(Object outline annotations)
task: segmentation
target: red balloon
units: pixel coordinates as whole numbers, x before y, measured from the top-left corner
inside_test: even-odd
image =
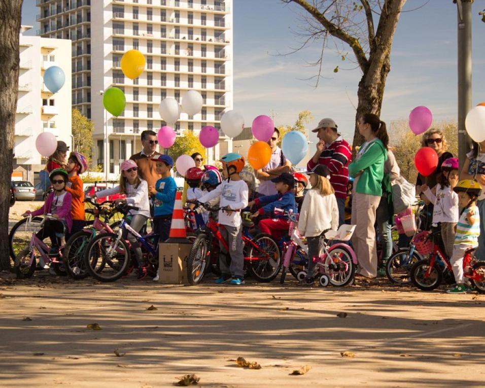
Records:
[[[420,148],[414,156],[414,165],[421,175],[431,175],[438,167],[438,154],[430,147]]]

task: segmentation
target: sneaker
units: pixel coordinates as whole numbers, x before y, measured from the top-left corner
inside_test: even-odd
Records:
[[[465,285],[456,284],[452,288],[446,291],[447,294],[464,294],[466,292],[467,289]]]
[[[229,282],[229,284],[236,286],[240,286],[241,284],[244,284],[244,279],[238,277],[237,276],[234,276]]]
[[[231,276],[225,276],[223,275],[220,277],[216,279],[216,280],[214,281],[214,283],[216,284],[224,284],[224,283],[227,283],[232,280],[232,278]]]

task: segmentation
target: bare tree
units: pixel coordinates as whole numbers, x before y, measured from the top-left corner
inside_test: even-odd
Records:
[[[18,94],[19,34],[22,0],[0,2],[0,241],[8,241],[9,199]],[[0,270],[10,267],[8,244],[0,245]]]
[[[320,59],[314,64],[319,66],[319,78],[324,49],[327,47],[329,38],[333,38],[340,52],[347,46],[353,52],[357,66],[362,73],[357,91],[356,122],[364,113],[380,115],[386,80],[391,69],[393,38],[406,0],[281,1],[294,3],[306,11],[303,16],[306,40],[300,48],[316,40],[323,41]],[[377,22],[376,29],[374,20]],[[342,54],[342,59],[347,58]],[[334,71],[338,70],[337,66]],[[354,146],[362,142],[356,125]]]

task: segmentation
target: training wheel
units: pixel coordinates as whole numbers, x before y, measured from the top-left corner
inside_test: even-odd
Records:
[[[327,275],[323,274],[321,276],[320,278],[319,279],[319,283],[320,283],[320,286],[322,287],[326,287],[328,286],[328,284],[330,283],[330,279]]]

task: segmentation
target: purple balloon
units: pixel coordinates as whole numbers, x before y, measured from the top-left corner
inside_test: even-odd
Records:
[[[171,127],[162,127],[158,130],[157,138],[160,146],[164,148],[169,148],[175,143],[175,131]]]
[[[200,144],[206,148],[213,147],[219,141],[219,131],[210,125],[205,126],[199,133],[199,140]]]
[[[427,131],[432,122],[433,115],[426,107],[417,107],[409,114],[409,128],[415,135]]]
[[[261,115],[253,120],[251,130],[260,142],[267,142],[274,132],[274,123],[270,117]]]

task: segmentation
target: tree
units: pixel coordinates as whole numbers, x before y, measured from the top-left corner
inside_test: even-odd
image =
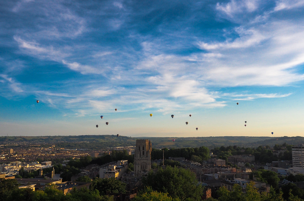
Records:
[[[202,158],[198,156],[192,155],[191,156],[191,160],[195,162],[200,162],[202,161]]]
[[[16,179],[0,179],[0,198],[3,200],[11,200],[14,190],[18,189],[18,184]]]
[[[278,174],[275,172],[270,170],[259,169],[254,171],[253,174],[259,180],[269,184],[275,189],[278,188],[280,179],[278,177]]]
[[[92,181],[92,179],[91,178],[86,175],[85,175],[78,177],[76,179],[76,181],[81,182],[91,182]]]
[[[151,169],[155,169],[157,168],[157,163],[156,162],[152,162],[151,164]]]
[[[202,194],[201,186],[196,185],[198,181],[194,174],[176,166],[161,168],[155,173],[150,170],[147,177],[143,179],[143,183],[153,190],[168,193],[173,199],[181,200],[200,200]]]
[[[65,196],[66,201],[114,201],[113,196],[101,196],[96,189],[90,191],[86,188],[77,189],[74,187]]]
[[[219,201],[230,201],[232,200],[230,198],[230,191],[226,187],[220,187],[216,191],[216,196]]]
[[[168,193],[154,191],[150,187],[147,187],[134,198],[134,201],[179,201],[179,199],[168,196]]]
[[[257,192],[257,189],[254,186],[254,183],[251,181],[246,184],[245,200],[247,201],[260,201],[260,193]]]
[[[300,198],[298,196],[294,196],[291,193],[291,189],[289,190],[288,195],[289,197],[288,198],[288,201],[303,201],[303,200]]]
[[[126,184],[115,178],[95,178],[92,181],[90,189],[97,189],[101,195],[105,195],[107,192],[114,193],[126,192]]]

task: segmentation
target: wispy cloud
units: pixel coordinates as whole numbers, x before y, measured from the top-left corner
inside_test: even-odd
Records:
[[[278,93],[256,94],[224,94],[223,96],[228,96],[231,98],[233,100],[251,100],[260,98],[283,98],[288,96],[292,94],[290,93],[288,94],[280,94]]]
[[[15,92],[20,93],[24,91],[22,89],[21,84],[16,82],[12,78],[4,74],[0,74],[0,77],[3,79],[1,82],[4,84],[7,83],[9,88]]]
[[[301,0],[290,1],[280,0],[276,2],[274,11],[278,11],[282,10],[289,10],[304,7],[304,2]]]

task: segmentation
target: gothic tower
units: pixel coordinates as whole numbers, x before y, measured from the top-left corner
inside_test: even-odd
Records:
[[[140,176],[144,170],[151,168],[151,144],[148,139],[136,139],[134,155],[134,173]]]

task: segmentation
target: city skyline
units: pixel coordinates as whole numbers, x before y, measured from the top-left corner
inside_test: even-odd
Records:
[[[0,5],[1,136],[304,130],[302,1]]]

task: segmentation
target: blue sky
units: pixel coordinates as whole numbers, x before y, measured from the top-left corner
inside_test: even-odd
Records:
[[[2,1],[0,135],[301,136],[303,9]]]

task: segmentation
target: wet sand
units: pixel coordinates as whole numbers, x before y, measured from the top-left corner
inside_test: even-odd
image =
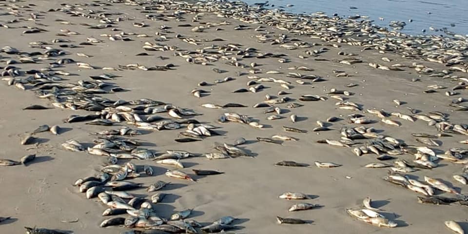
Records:
[[[83,1],[74,2],[84,2]],[[58,2],[52,1],[34,0],[27,3],[37,5],[33,8],[35,12],[45,11],[49,8],[59,6]],[[100,7],[84,7],[96,10],[101,9]],[[196,183],[167,177],[164,174],[167,169],[172,169],[171,167],[156,165],[150,160],[133,159],[132,161],[137,165],[148,164],[153,166],[155,175],[132,181],[150,184],[162,180],[173,183],[164,191],[171,195],[161,204],[155,206],[156,212],[160,214],[160,216],[168,217],[175,211],[193,208],[194,212],[190,218],[208,224],[221,216],[232,215],[239,219],[234,223],[242,228],[241,230],[235,231],[238,233],[305,233],[310,232],[349,234],[450,233],[444,225],[444,221],[449,219],[461,221],[462,226],[465,230],[468,230],[468,223],[464,222],[464,217],[467,214],[466,207],[457,205],[435,206],[419,204],[416,194],[393,186],[382,179],[387,175],[388,169],[364,168],[363,165],[376,161],[374,155],[358,157],[352,154],[350,149],[315,142],[324,138],[339,139],[340,128],[343,126],[350,125],[346,120],[343,120],[333,123],[330,126],[333,129],[332,131],[315,133],[312,132],[312,130],[316,127],[316,120],[325,121],[331,116],[342,116],[346,119],[347,115],[362,112],[338,109],[334,105],[336,101],[329,98],[324,101],[301,102],[304,106],[292,109],[286,108],[287,103],[279,104],[278,106],[281,106],[284,111],[281,115],[285,117],[268,120],[266,119],[268,115],[263,113],[264,108],[250,107],[264,100],[266,94],[276,96],[279,91],[284,90],[278,84],[263,82],[262,84],[266,88],[256,93],[232,93],[233,90],[245,88],[245,84],[249,80],[247,78],[248,75],[239,76],[236,75],[236,72],[246,72],[249,70],[248,68],[226,64],[226,60],[222,59],[210,63],[213,64],[212,66],[189,63],[186,62],[183,58],[175,57],[175,51],[145,51],[142,46],[145,41],[157,42],[154,40],[158,36],[155,35],[155,33],[160,32],[159,26],[164,24],[171,27],[168,30],[171,33],[167,33],[168,40],[159,43],[176,46],[182,51],[195,51],[212,44],[234,43],[244,48],[254,47],[264,53],[287,55],[285,58],[290,59],[290,61],[285,63],[279,63],[277,58],[248,58],[240,60],[239,62],[245,64],[252,62],[258,64],[257,68],[261,73],[256,75],[261,77],[273,77],[292,82],[293,88],[286,90],[292,93],[287,95],[291,98],[297,98],[303,94],[317,94],[327,97],[327,92],[330,89],[335,88],[354,93],[354,95],[348,97],[349,100],[362,104],[365,110],[376,108],[389,112],[400,111],[408,113],[407,107],[410,107],[421,110],[423,113],[438,111],[448,113],[450,115],[450,122],[463,123],[466,120],[466,113],[453,112],[453,108],[448,106],[448,104],[454,98],[466,97],[466,90],[460,91],[461,94],[454,97],[445,96],[445,90],[436,93],[423,93],[423,91],[427,89],[428,85],[438,84],[450,87],[454,86],[456,82],[425,75],[420,77],[421,81],[412,82],[412,78],[420,76],[414,69],[406,67],[404,71],[383,71],[375,69],[367,64],[378,62],[390,65],[394,62],[409,65],[414,61],[417,61],[438,70],[446,69],[442,65],[420,60],[405,59],[392,53],[382,55],[374,50],[361,51],[361,47],[351,46],[345,43],[340,44],[342,47],[339,48],[328,46],[330,50],[320,54],[320,58],[330,61],[316,61],[312,57],[303,59],[298,56],[299,54],[304,55],[304,49],[288,50],[277,45],[259,43],[254,35],[259,32],[254,30],[257,25],[248,25],[233,19],[218,18],[208,13],[200,17],[198,22],[191,22],[193,16],[189,14],[183,16],[187,20],[185,22],[176,22],[174,20],[153,21],[146,19],[145,14],[139,12],[140,8],[135,6],[114,3],[113,6],[106,7],[108,8],[106,10],[107,12],[124,13],[121,16],[125,17],[124,20],[116,25],[122,31],[112,32],[110,30],[112,28],[89,29],[79,24],[97,24],[98,23],[98,20],[82,17],[71,17],[63,12],[47,12],[40,14],[44,18],[41,19],[40,22],[48,26],[38,27],[45,28],[48,32],[22,34],[21,32],[25,29],[3,28],[1,29],[2,36],[0,37],[0,44],[15,47],[22,51],[32,52],[44,50],[28,47],[28,43],[31,41],[50,42],[54,39],[60,38],[71,40],[72,42],[60,44],[77,45],[85,41],[87,38],[94,37],[102,40],[102,42],[95,43],[94,46],[63,48],[64,50],[70,52],[69,55],[52,58],[71,58],[77,61],[99,67],[117,67],[119,64],[134,63],[148,67],[163,65],[169,63],[176,65],[173,70],[165,71],[139,69],[118,71],[89,70],[78,68],[73,63],[65,64],[63,67],[58,68],[76,74],[61,77],[69,79],[62,81],[65,83],[76,83],[79,80],[89,79],[89,76],[104,73],[118,75],[121,77],[110,81],[129,91],[105,94],[102,95],[102,97],[113,100],[151,98],[181,108],[193,109],[203,114],[203,115],[195,117],[195,118],[200,122],[220,127],[219,132],[224,134],[221,136],[207,137],[200,141],[180,143],[175,142],[174,139],[177,137],[177,134],[182,131],[181,129],[152,131],[133,137],[147,142],[142,147],[154,149],[160,153],[166,150],[179,149],[204,153],[211,151],[212,146],[215,142],[231,143],[241,136],[252,141],[251,143],[242,147],[255,154],[254,158],[209,160],[204,157],[199,157],[181,160],[186,163],[187,166],[187,168],[182,171],[191,175],[193,175],[191,170],[193,169],[216,170],[225,172],[224,175],[219,176],[194,176],[198,180]],[[5,11],[6,8],[4,6],[1,8],[2,11]],[[27,13],[25,12],[23,15],[26,16]],[[14,18],[12,16],[2,16],[0,17],[2,20],[1,23]],[[72,24],[61,24],[55,21],[58,19],[69,21]],[[213,26],[203,33],[191,32],[191,29],[193,27],[177,26],[190,23],[195,26],[199,25],[200,22],[219,23],[225,20],[232,24]],[[132,25],[134,22],[142,21],[149,26],[137,28]],[[247,27],[245,30],[234,31],[234,28],[238,24],[246,24]],[[10,25],[12,27],[33,25],[34,22],[25,21]],[[215,31],[214,28],[217,27],[221,28],[223,30]],[[272,35],[277,36],[282,33],[281,31],[270,26],[266,26],[266,28],[272,32]],[[57,33],[60,33],[60,29],[78,32],[80,34],[69,37],[55,36]],[[113,35],[120,32],[145,33],[151,37],[139,38],[131,36],[130,37],[134,40],[123,41],[110,41],[107,37],[99,36],[102,34]],[[225,41],[198,42],[199,45],[195,45],[175,38],[176,33],[199,40],[222,38]],[[300,36],[291,37],[310,43],[323,43],[318,39]],[[50,46],[58,48],[58,44],[59,43],[54,43]],[[317,46],[307,49],[322,47]],[[357,54],[358,55],[355,58],[362,59],[364,62],[351,65],[340,64],[337,62],[340,59],[337,55],[340,51]],[[136,54],[143,52],[151,55],[135,56]],[[77,53],[83,53],[93,57],[80,57],[76,55]],[[5,53],[0,55],[4,61],[9,58],[17,59],[17,56],[15,55]],[[161,59],[160,56],[167,59]],[[233,56],[229,56],[228,58]],[[394,60],[393,62],[387,63],[382,61],[381,58],[383,56]],[[37,64],[13,65],[22,70],[39,69],[46,66],[47,62],[51,61],[44,61]],[[5,66],[4,62],[0,65]],[[288,72],[294,71],[287,69],[293,66],[312,68],[314,69],[312,72],[299,72],[304,74],[319,75],[326,80],[311,83],[306,80],[305,81],[309,81],[309,84],[296,84],[294,78],[285,76]],[[212,70],[215,67],[228,72],[221,74],[215,73]],[[350,76],[335,77],[332,72],[333,69],[344,71]],[[277,70],[283,73],[264,73],[271,70]],[[454,74],[464,75],[461,72]],[[213,83],[214,80],[228,76],[235,79],[215,85]],[[213,85],[197,87],[197,84],[203,80]],[[358,86],[346,87],[346,85],[350,83],[355,83]],[[97,126],[86,125],[84,123],[63,122],[62,120],[70,115],[89,114],[82,110],[57,108],[22,110],[23,107],[33,104],[51,106],[48,100],[37,98],[34,92],[23,91],[14,86],[8,86],[4,81],[0,84],[0,103],[1,103],[0,109],[2,113],[0,115],[0,129],[2,132],[0,145],[3,146],[0,158],[19,160],[20,157],[35,152],[38,156],[36,160],[28,166],[0,167],[0,187],[2,188],[0,215],[14,217],[11,221],[0,224],[0,232],[23,233],[23,226],[68,230],[77,234],[115,234],[124,231],[125,229],[121,227],[100,228],[99,224],[104,218],[101,214],[106,206],[97,198],[86,199],[84,194],[79,193],[78,188],[72,186],[77,179],[97,173],[103,164],[104,158],[85,152],[67,151],[60,146],[60,144],[70,139],[78,140],[86,143],[87,145],[92,146],[94,136],[90,136],[90,133],[116,128],[116,126]],[[200,98],[195,98],[191,94],[190,91],[197,88],[209,90],[211,93]],[[407,103],[396,107],[392,101],[394,99],[404,101]],[[229,102],[242,103],[249,107],[219,110],[201,106],[201,104],[207,103],[223,105]],[[216,119],[218,117],[228,112],[237,112],[258,119],[265,127],[257,129],[248,125],[236,123],[217,123]],[[292,114],[297,115],[299,117],[299,121],[292,123],[289,118]],[[158,115],[167,117],[166,113]],[[370,118],[379,119],[370,114],[366,115]],[[412,123],[399,119],[398,121],[402,124],[400,127],[390,126],[380,122],[369,126],[373,126],[382,131],[382,134],[404,140],[408,145],[421,145],[414,140],[411,133],[438,133],[435,128],[428,126],[425,121],[418,120]],[[19,134],[30,132],[39,125],[46,124],[50,126],[58,124],[66,128],[67,131],[58,136],[47,132],[38,134],[37,136],[41,139],[37,148],[34,145],[20,144]],[[121,124],[125,125],[125,123]],[[281,128],[283,125],[306,129],[309,133],[307,134],[286,133]],[[277,134],[291,136],[299,138],[299,140],[285,141],[282,145],[255,141],[257,137],[270,137]],[[463,145],[457,142],[466,138],[466,136],[453,135],[452,137],[440,139],[443,144],[435,148],[445,151],[453,147],[463,147]],[[398,156],[410,161],[413,158],[412,156],[406,155]],[[283,160],[294,160],[309,164],[312,166],[295,168],[273,166],[274,163]],[[313,166],[314,161],[333,162],[343,166],[336,168],[317,168]],[[420,181],[423,180],[424,176],[442,179],[459,188],[462,193],[465,193],[466,191],[465,185],[457,183],[451,178],[454,174],[459,173],[463,165],[442,160],[436,168],[422,170],[410,175],[419,177]],[[347,176],[350,178],[347,178]],[[287,209],[295,202],[278,198],[279,195],[286,191],[301,192],[318,196],[317,198],[306,201],[324,206],[316,210],[288,212]],[[148,195],[144,189],[132,191],[131,193],[142,196]],[[359,206],[362,199],[367,196],[370,196],[375,201],[373,203],[375,206],[386,211],[383,214],[401,227],[394,229],[374,227],[355,220],[346,214],[346,208]],[[280,225],[276,223],[277,215],[312,220],[313,221],[313,224]],[[78,222],[66,222],[77,219]]]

■ What to produce ■
Show every line above that contains the string "balloon".

■ Final result ■
target: red balloon
target: purple balloon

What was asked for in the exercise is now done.